- DDTN:さて,今日の仕事はこれで終わり.かーえろうっと.
- NKM:先生,今日は帰るの早いですね.ちょっとこの標本を見てもらってもいいですか?
- DDTN:さてさて,この胃癌の標本か...うーん,腺癌!
- NKM:これ再生異型と迷うんですけど...どうですかね?
- DDTN:まぁ癌でいいんじゃないの?うん,やっぱり癌だよ,これ!
- NKM:なんで癌だと思うんですか?
- DDTN:だって癌じゃない,これどう見ても異型があるでしょ.ほら,核腫大しているしさ.
- NKM:でも再生異型でも核腫大しませんかね.
- DDTN:するよ,するけど,ちょっと違うんだよなぁ...
- NKM:その違うところを教えてほしいのですが...
- DDTN:慣れだよ,慣れ.たくさん見てればそのうち分かるさ.
- NKM:....
診断をするためには本来明確な基準があって,その基準に合致したものに対して病名をつけている.シンプルな作業ではあるのだけれども,時に基準が不明確だったり,複雑だったりして診断するものを悩ませる.
次は診断基準というのものについて考えてみよう.
# 診断基準とは?
....
** 取り組む課題 **
a – 対象の文章で、NKMの発言のうち「?」を含むものを一つ残らず書き出してください。
b – 対象の文章の「- DDTN:さてさて,この胃癌の標本か...うーん,腺癌!」から「- DDTN:するよ,するけど,ちょっと違うんだよなぁ...」までを、一字も変えずに書き写してください。
....
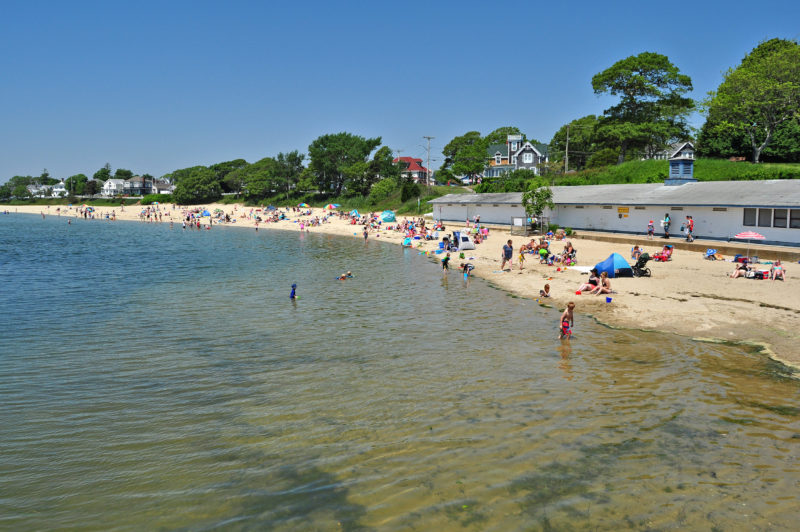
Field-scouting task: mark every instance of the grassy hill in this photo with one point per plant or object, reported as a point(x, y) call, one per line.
point(652, 171)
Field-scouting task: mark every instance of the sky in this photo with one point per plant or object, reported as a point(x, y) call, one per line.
point(157, 86)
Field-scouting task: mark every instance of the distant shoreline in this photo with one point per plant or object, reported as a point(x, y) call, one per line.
point(688, 296)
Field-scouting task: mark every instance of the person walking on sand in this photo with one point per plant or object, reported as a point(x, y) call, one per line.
point(567, 322)
point(508, 254)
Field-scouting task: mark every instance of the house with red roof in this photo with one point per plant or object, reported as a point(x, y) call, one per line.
point(412, 169)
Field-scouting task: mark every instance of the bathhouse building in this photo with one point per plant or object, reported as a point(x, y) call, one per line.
point(720, 209)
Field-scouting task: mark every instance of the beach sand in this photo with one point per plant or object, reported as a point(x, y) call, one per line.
point(688, 295)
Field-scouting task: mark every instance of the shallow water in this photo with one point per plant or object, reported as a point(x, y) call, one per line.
point(160, 378)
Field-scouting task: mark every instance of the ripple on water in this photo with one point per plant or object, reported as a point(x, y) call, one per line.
point(161, 379)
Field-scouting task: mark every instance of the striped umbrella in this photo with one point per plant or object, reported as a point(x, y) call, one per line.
point(749, 235)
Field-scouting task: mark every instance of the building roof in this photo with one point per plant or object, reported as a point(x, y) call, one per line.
point(414, 165)
point(767, 193)
point(492, 150)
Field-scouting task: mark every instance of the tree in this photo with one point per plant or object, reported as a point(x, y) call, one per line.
point(333, 153)
point(582, 142)
point(223, 170)
point(92, 187)
point(196, 185)
point(124, 174)
point(465, 155)
point(76, 184)
point(759, 96)
point(537, 198)
point(652, 109)
point(104, 174)
point(290, 168)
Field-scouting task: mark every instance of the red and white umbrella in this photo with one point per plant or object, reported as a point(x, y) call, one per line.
point(749, 235)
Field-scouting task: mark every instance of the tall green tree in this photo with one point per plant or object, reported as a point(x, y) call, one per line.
point(76, 184)
point(104, 174)
point(122, 173)
point(759, 96)
point(223, 170)
point(289, 168)
point(332, 154)
point(466, 154)
point(652, 109)
point(197, 184)
point(582, 142)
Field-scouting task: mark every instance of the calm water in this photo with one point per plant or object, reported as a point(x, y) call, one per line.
point(161, 379)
....
** 問題の解答 **
a –
- 先生,今日は帰るの早いですね.ちょっとこの標本を見てもらってもいいですか?
- これ再生異型と迷うんですけど...どうですかね?
- なんで癌だと思うんですか?

b –
- DDTN:さてさて,この胃癌の標本か...うーん,腺癌!
- NKM:これ再生異型と迷うんですけど...どうですかね?
- DDTN:まぁ癌でいいんじゃないの?うん,やっぱり癌だよ,これ!
- NKM:なんで癌だと思うんですか?
- DDTN:だって癌じゃない,これどう見ても異型があるでしょ.ほら,核腫大しているしさ.
- NKM:でも再生異型でも核腫大しませんかね.
- DDTN:するよ,するけど,ちょっと違うんだよなぁ...